Natural language region descriptions:
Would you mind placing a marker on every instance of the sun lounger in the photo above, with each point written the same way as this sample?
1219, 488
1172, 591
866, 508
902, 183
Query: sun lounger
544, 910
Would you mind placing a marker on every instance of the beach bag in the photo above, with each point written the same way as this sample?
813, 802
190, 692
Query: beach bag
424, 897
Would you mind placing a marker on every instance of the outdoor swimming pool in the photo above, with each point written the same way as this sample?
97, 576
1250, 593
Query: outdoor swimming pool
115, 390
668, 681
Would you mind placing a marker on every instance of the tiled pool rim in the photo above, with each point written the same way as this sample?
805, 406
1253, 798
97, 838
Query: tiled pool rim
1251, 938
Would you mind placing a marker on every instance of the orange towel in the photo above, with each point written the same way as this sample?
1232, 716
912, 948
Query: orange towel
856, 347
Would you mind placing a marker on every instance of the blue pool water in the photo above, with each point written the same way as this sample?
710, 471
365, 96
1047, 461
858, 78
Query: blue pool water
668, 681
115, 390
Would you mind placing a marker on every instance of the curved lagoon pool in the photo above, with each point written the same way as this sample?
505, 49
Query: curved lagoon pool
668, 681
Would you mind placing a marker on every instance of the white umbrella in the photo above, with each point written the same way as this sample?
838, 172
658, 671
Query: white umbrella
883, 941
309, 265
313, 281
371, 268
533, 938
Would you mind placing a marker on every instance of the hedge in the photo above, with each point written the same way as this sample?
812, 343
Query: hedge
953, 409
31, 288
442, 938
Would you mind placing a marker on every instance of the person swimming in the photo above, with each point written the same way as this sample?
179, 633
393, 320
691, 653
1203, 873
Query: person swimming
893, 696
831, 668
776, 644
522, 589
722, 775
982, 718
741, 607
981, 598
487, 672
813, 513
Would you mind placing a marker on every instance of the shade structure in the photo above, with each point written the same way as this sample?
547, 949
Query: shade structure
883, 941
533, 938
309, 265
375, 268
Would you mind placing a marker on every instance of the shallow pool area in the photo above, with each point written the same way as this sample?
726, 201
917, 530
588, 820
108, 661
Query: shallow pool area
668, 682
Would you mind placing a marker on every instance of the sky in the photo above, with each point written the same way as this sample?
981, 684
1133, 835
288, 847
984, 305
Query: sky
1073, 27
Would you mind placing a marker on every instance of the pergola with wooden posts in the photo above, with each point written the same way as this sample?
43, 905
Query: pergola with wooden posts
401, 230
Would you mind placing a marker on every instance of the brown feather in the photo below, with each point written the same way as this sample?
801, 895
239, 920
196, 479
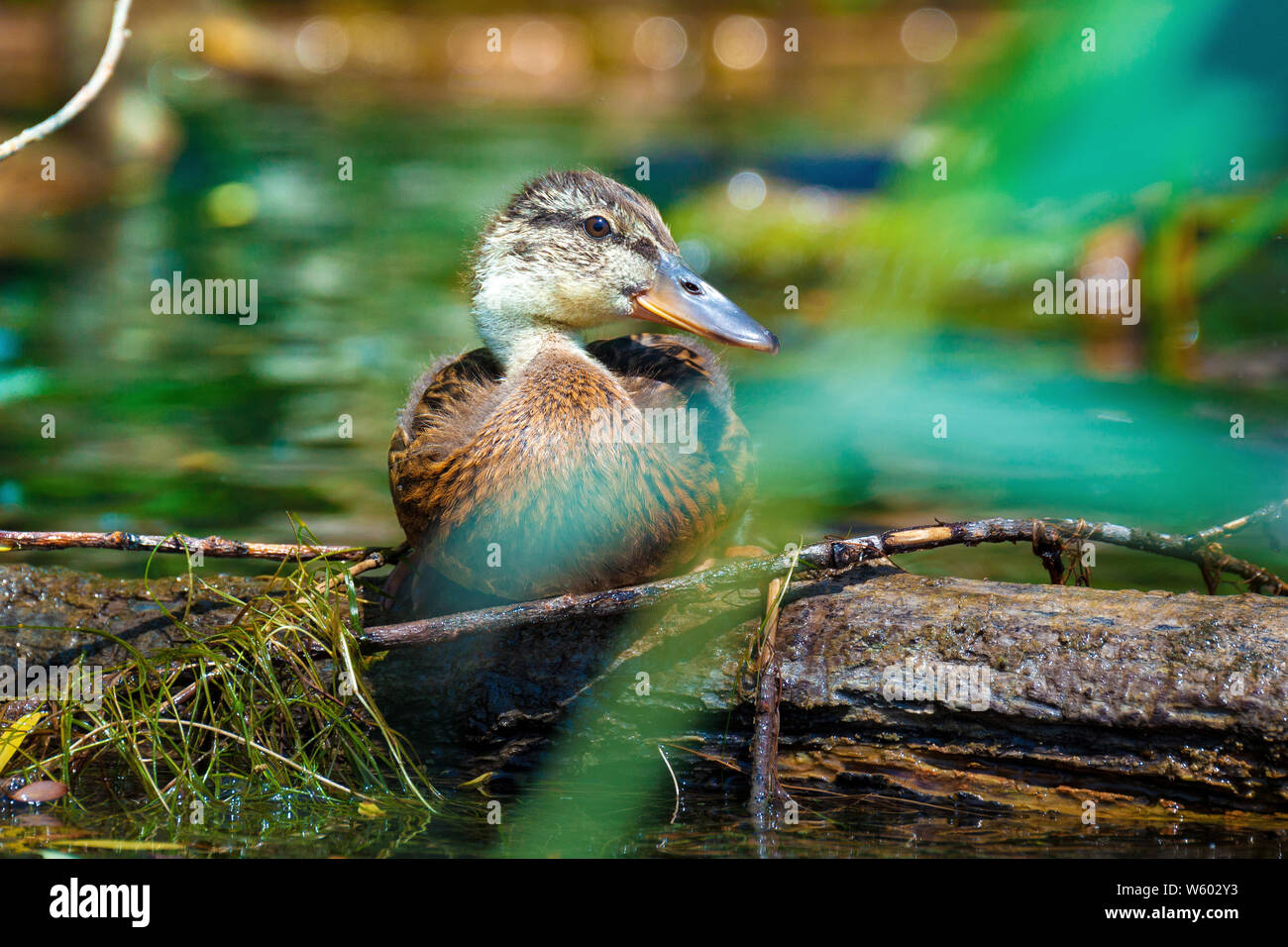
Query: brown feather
481, 459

- [TASK GOAL]:
Print all the records again exactly; do not include any picture.

- [YOUR RESPONSE]:
Would you mind placing a marker on every instance of the sun lounger in the photo above, with each point written the same way as this sample?
1219, 488
1172, 591
866, 508
902, 183
Query: sun lounger
544, 910
Would you mind placing a marker on every instance of the beach bag in the photo above, with each point written the same way as this sample?
813, 802
190, 692
Query: beach bag
424, 897
Would you mind placing a marker on every instance of the outdoor swimming pool in the photo above, with each point written the same way as this sample?
97, 576
1250, 593
Query: outdoor swimming pool
115, 390
668, 681
Would you mind placing a marker on every instance of the tiled pool rim in the photo above, with each point written the same way as this sample?
805, 406
1253, 798
97, 838
Query: tiled pool rim
1251, 938
Would you mind placing a marker on every instance of the orange towel in the photo above, with each point written the same way as this sample?
1232, 716
912, 948
Query: orange towel
856, 347
Would you mind placing a marker on every instance of the blue pool water in the photo above, with each point written the same way as this sample?
710, 471
365, 96
1047, 461
858, 78
Query: blue pool water
668, 681
115, 390
Would you mind placing a marker on every instance of the curved lagoon pool in the photo above, with each point written the same way as this sample?
505, 49
Query: curved lagoon pool
668, 681
Would you mind placing a marker on every instance of the white umbrella in the photo above, with each point written the same way as this sample?
838, 172
658, 671
Query: white umbrella
883, 941
309, 265
313, 281
371, 268
533, 938
Would you mind placing a marker on every instance of the hedge in the photo above, with each point written the same way as this sample?
812, 343
Query: hedge
953, 409
31, 288
442, 938
Would you mind placing a marker on every instance of the person swimming in the photo above, with each point written the same way as this sample?
179, 633
393, 320
691, 653
1203, 873
Query: person swimming
893, 696
831, 668
776, 644
522, 589
722, 775
982, 718
741, 607
981, 598
487, 672
813, 513
Would you mind placing a marker on every instance of the shade structure in the photo above, with each point written the same way as this sample?
547, 949
Query: shade structure
883, 941
533, 938
309, 265
375, 268
Would you mind placing a marker on every instance of the shallow pool area in the photo above, with each point written the same way as this sample?
726, 201
917, 530
588, 820
108, 661
Query: shallow pool area
668, 682
Would you mind placing a marker on every instance of the sky in the photo above, with each point written the same way as this sample?
981, 684
1133, 835
288, 847
984, 305
Query: sky
1073, 27
Would you mind placing a marker on every instance of the pergola with wooden posts in the photo above, with each point written the same way as this sample?
43, 905
Query: pergola with wooden posts
401, 230
Would you mind placing a marker on every instance of the brown feather in the photo below, with each point written the same way as this sample?
801, 895
239, 920
196, 479
Query: brown feather
481, 459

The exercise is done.